- Zu bearbeitende Aufgaben
1. Wie hoch ist laut dem Textauszug der Frauenanteil unter den Ärzten der München Klinik?
2. Schreib den Textauszug wortgetreu ab, beginnend bei „Baustellenbegehung München Klinik“ und endend nach „(Foto: Corinna Guthknecht)“.

Krankenhäuser:Kaum Frauen an der Spitze

Baustellenbegehung München Klinik Schwabing

An den städtischen Krankenhäusern sind 88 Prozent der Chefärzte Männer. Im Bild die München Klinik Schwabing.

(Foto: Corinna Guthknecht)

Chefposten in Kliniken werden vor allem mit Männern besetzt. Es gibt Versuche, die Situation zu verändern. Doch die bewirken noch nicht viel.

Von Inga Rahmsdorf

In der München Klinik arbeiten fast gleich viele Ärztinnen (49,5 Prozent) wie Ärzte (50,5 Prozent), während aber 88 Prozent der Chefärzte Männer sind. Am Klinikum der Ludwig-Maximilians-Universität (LMU) ist der Frauenanteil in den Chefarztetagen ebenso niedrig (bei insgesamt einem Frauenanteil von 45 Prozent). Das entspricht auch dem bundesweiten Durchschnitt von Frauen in leitenden Positionen an Unikliniken. Bei jedem Karriereschritt vom Studienabschluss bis zum Chefarzt nimmt deren Anteil deutlich ab. Dabei schließen längst mehr Studentinnen als Studenten ein Medizinstudium ab.

- Datenauszüge
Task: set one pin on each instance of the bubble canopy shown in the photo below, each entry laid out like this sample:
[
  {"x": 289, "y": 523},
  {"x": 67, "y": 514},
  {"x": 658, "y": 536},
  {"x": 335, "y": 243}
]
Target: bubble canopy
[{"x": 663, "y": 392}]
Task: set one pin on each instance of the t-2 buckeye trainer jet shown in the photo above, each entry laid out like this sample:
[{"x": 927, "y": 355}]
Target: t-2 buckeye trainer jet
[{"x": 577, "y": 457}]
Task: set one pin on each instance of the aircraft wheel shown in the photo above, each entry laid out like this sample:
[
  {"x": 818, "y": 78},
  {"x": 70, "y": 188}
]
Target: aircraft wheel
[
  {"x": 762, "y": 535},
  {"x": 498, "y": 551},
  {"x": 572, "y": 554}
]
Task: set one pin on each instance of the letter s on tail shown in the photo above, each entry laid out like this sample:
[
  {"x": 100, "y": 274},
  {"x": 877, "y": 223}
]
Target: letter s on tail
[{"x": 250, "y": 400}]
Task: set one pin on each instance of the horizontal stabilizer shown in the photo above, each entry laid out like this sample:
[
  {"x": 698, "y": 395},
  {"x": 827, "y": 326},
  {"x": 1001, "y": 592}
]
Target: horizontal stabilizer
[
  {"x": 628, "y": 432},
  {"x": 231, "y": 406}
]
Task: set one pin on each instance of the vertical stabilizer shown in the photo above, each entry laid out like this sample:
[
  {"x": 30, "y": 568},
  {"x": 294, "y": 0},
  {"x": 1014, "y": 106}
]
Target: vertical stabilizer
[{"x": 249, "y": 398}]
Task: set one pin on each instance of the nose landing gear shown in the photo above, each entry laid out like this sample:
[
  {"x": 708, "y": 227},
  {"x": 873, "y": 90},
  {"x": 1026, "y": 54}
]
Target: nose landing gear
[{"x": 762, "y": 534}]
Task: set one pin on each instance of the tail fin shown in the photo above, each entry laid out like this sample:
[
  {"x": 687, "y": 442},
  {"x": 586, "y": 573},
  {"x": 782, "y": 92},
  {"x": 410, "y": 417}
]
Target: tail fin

- Erwartete Lösungen
1. 49,5 Prozent

2.
Baustellenbegehung München Klinik Schwabing

An den städtischen Krankenhäusern sind 88 Prozent der Chefärzte Männer. Im Bild die München Klinik Schwabing.

(Foto: Corinna Guthknecht)